[Material shown Boundary: Start]
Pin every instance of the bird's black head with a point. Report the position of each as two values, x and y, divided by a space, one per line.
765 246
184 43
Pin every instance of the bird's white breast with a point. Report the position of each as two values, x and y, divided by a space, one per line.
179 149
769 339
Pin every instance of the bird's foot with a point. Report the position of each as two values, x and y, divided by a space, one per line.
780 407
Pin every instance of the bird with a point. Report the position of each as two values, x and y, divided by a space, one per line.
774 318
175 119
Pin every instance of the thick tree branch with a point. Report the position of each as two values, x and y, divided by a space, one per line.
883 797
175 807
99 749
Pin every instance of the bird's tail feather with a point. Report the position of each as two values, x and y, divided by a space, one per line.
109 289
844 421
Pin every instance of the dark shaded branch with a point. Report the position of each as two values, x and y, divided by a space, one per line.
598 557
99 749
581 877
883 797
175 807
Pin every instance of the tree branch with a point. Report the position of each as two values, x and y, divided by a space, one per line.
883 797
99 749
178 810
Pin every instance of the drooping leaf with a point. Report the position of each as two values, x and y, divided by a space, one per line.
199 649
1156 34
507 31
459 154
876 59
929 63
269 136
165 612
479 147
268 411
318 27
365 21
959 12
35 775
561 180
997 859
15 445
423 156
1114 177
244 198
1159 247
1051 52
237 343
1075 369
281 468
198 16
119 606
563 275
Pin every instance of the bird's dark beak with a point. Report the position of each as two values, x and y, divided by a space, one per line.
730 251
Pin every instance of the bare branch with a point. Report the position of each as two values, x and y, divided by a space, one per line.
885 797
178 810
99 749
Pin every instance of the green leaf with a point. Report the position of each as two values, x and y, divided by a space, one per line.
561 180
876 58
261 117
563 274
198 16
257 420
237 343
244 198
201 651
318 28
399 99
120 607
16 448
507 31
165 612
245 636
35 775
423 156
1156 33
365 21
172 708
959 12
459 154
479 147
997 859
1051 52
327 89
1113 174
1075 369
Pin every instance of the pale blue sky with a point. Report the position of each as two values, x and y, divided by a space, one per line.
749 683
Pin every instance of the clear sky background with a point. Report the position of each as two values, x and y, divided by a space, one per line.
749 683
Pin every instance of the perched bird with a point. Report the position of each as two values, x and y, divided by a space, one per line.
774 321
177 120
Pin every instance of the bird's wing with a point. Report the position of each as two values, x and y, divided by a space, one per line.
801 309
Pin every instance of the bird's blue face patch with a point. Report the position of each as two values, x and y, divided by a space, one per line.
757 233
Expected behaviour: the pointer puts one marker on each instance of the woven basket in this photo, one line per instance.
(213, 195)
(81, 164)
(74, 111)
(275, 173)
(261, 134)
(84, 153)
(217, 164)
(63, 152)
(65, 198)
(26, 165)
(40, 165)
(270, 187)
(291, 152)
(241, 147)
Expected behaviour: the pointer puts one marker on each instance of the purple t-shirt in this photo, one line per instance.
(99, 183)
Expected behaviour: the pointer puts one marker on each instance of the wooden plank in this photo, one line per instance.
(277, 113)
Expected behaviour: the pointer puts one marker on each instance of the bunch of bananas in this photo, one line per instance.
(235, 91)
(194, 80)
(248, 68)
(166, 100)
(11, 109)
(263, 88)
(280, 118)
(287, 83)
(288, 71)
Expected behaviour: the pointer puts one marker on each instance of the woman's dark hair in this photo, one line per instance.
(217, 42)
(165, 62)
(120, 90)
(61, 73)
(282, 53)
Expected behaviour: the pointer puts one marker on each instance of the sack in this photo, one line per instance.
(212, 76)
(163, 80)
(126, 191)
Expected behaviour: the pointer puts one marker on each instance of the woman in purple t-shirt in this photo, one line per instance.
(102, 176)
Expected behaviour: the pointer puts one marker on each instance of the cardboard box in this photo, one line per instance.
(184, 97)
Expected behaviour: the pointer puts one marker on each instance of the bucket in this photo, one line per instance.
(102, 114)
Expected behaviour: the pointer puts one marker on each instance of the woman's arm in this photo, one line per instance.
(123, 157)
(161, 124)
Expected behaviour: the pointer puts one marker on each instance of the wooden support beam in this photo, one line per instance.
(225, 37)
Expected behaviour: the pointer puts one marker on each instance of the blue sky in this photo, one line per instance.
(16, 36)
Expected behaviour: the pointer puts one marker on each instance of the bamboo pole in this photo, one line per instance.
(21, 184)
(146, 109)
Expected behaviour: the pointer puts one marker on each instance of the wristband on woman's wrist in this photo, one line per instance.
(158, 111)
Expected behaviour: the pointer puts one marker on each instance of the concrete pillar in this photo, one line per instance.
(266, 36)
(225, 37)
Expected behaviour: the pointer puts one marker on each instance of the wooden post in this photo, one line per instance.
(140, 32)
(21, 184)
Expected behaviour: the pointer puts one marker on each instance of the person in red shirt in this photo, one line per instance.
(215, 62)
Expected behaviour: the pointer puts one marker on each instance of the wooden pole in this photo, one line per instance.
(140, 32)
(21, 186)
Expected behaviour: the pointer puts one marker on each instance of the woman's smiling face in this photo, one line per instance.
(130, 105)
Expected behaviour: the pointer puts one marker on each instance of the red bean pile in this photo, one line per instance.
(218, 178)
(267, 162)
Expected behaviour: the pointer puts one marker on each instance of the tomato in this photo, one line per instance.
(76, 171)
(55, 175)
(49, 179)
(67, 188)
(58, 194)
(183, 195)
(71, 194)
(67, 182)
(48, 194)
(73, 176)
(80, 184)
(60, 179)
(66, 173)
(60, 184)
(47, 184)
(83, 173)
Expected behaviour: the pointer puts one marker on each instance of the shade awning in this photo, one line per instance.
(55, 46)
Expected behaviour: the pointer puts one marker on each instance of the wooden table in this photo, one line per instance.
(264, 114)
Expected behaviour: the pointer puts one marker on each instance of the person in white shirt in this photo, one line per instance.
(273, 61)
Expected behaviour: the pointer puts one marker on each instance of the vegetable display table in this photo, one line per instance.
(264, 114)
[Material shown Boundary: End]
Please print out every record exactly as it is written.

Pin every instance of the bird's black head with a point. Report the position of each as two values, x and y, divided by a space, one per line.
765 246
184 43
Pin every instance of the bird's white breast with a point. Report the position of each as two values, x and y, divided by a space, one per line.
179 149
769 339
Pin every instance of the bird's foot with a point. Report the position of each as two values, x and y, divided by a space, one per line.
780 407
Pin every instance of the bird with a point. Report the position of each as two values, x and y, divided by a space, one per line.
774 318
175 119
Pin every instance of the thick tree branch with a point. Report the position of each as two values, x and y, divided by a space, one per line.
883 797
175 807
99 749
Pin every instance of the bird's tail feather with a point. Report the position of each as two values, x and y, divided by a space, one per line.
109 289
844 421
Pin every instance of the dark shaded branch with a point. Report the position of each as two values, x and y, divided by a space, one per line.
598 557
99 749
581 877
883 797
175 807
Pin every instance of the tree branch with a point. Report the position of each as two values, x and y, divided by a space, one per line.
883 797
99 749
178 810
Pin every instance of the drooping leaf with a point. Report the position of each as two values, x and y, divided by a space, one per line.
199 649
1156 34
507 31
459 154
876 59
929 63
269 136
165 612
479 147
268 411
318 27
365 21
959 12
35 775
561 180
997 859
15 445
423 156
1114 177
244 198
1159 247
1051 52
237 343
1075 369
281 468
198 16
119 606
563 275
Pin every instance of the bird's dark beak with a point. Report the position of each as two values, x and y, divided by a space, one per line.
730 251
Pin every instance of the bare branch with a point. Report the position of each as two values, x and y, divided by a space, one per line.
885 797
178 810
99 749
Pin every instance of the green leaf with a point. Report the position of each as two values, x and y, divided by a space, one per line.
561 180
876 58
261 117
563 274
198 16
257 420
237 343
244 198
201 651
318 28
399 99
120 607
16 448
507 31
165 612
245 636
35 775
423 156
1156 33
365 21
172 708
959 12
459 154
479 147
997 859
1051 52
327 89
1113 174
1075 369
Pin every instance of the pale blue sky with a point. Report the position of each as two values, x and y, divided by a space, one per line.
749 683
Pin every instance of the clear sky background with a point. Report the position of each as two values, x and y, divided by a space, one per line.
749 683
Pin every instance of the perched bird with a point. Report the position of each as two values, x and y, divided by a space, one per line.
774 321
177 120
Pin every instance of the bird's wing with a point. Report the position of each as two values, x and y, divided by a space, one per line.
801 309
Pin every instance of the bird's blue face patch with a point. Report the position of each as two values, x and y, divided by a space, one per line.
757 233
Expected behaviour: the pointer puts one marker on each instance of the woven basket in this photo, one line per instance.
(213, 195)
(81, 164)
(74, 111)
(275, 173)
(261, 134)
(84, 153)
(217, 164)
(63, 152)
(65, 198)
(26, 165)
(40, 165)
(270, 187)
(291, 152)
(241, 147)
Expected behaviour: the pointer puts one marker on each instance of the purple t-shirt in this photo, one line per instance.
(99, 183)
Expected behaviour: the pointer puts one marker on each instance of the wooden plank in this photo, one line per instance.
(277, 113)
Expected behaviour: the pointer puts one marker on each instance of the bunch of bananas in this photo, one line per instance.
(235, 91)
(194, 80)
(248, 68)
(166, 100)
(11, 109)
(263, 88)
(280, 118)
(287, 83)
(288, 71)
Expected behaviour: the pointer puts one marker on each instance of the woman's dark hair in this photo, one line per instance.
(217, 42)
(165, 62)
(120, 90)
(61, 73)
(282, 53)
Expected behaviour: the pointer puts one marker on each instance of the sack in this photo, one line per instance.
(212, 76)
(163, 80)
(126, 191)
Expected behaviour: the pointer puts one marker on each instance of the woman in purple t-shirt in this photo, one line per instance.
(102, 176)
Expected behaviour: the pointer puts one marker on each instance of the cardboard box in this photo, one line per instance.
(184, 97)
Expected behaviour: the pointer puts one marker on each instance of the bucket in this photo, one line per instance.
(102, 114)
Expected behaviour: the pointer puts one marker on each instance of the woman's arm in this photo, one line per instance.
(123, 157)
(161, 124)
Expected behaviour: the pointer puts one marker on each instance of the wooden support beam in this photo, one line per instance.
(225, 37)
Expected behaviour: the pointer puts one marker on each instance of the blue sky in this photo, one line per instance.
(16, 36)
Expected behaviour: the pointer puts one marker on each instance of the bamboo pole in this photo, one line per instance.
(21, 184)
(146, 109)
Expected behaviour: the pointer puts one marker on each instance of the wristband on woman's wrist in this photo, one line per instance.
(158, 111)
Expected behaviour: the pointer puts one marker on each instance of the concrete pillar in this photo, one line per instance.
(266, 36)
(225, 37)
Expected behaviour: the pointer puts one marker on each instance of the wooden post in this photo, one line per instance.
(140, 32)
(21, 184)
Expected behaviour: the pointer puts one marker on each instance of the person in red shirt in this photo, one line per instance.
(215, 62)
Expected behaviour: the pointer puts one marker on each instance of the wooden pole in this photo, one line per instance.
(140, 32)
(21, 186)
Expected behaviour: the pointer puts one marker on each instance of the woman's smiling face in this photo, one line per instance.
(130, 105)
Expected behaviour: the pointer puts one marker on each instance of the red bean pile in this photo, one line per instance.
(218, 178)
(267, 162)
Expected behaviour: the pointer puts one marker on each instance of the tomato in this photo, one line per instance.
(76, 171)
(55, 175)
(49, 179)
(67, 188)
(58, 194)
(183, 195)
(71, 194)
(67, 182)
(48, 194)
(73, 176)
(80, 184)
(60, 179)
(66, 173)
(60, 184)
(47, 184)
(83, 173)
Expected behaviour: the pointer puts one marker on each instance of the shade awning in this photo, one line per instance.
(55, 46)
Expected behaviour: the pointer puts one marker on each instance of the wooden table in this photo, one line per instance.
(264, 114)
Expected behaviour: the pointer puts one marker on each instance of the person in white shirt in this photo, one line per instance.
(273, 61)
Expected behaviour: the pointer puts one marker on each instance of the vegetable display table in this photo, one line per instance.
(264, 114)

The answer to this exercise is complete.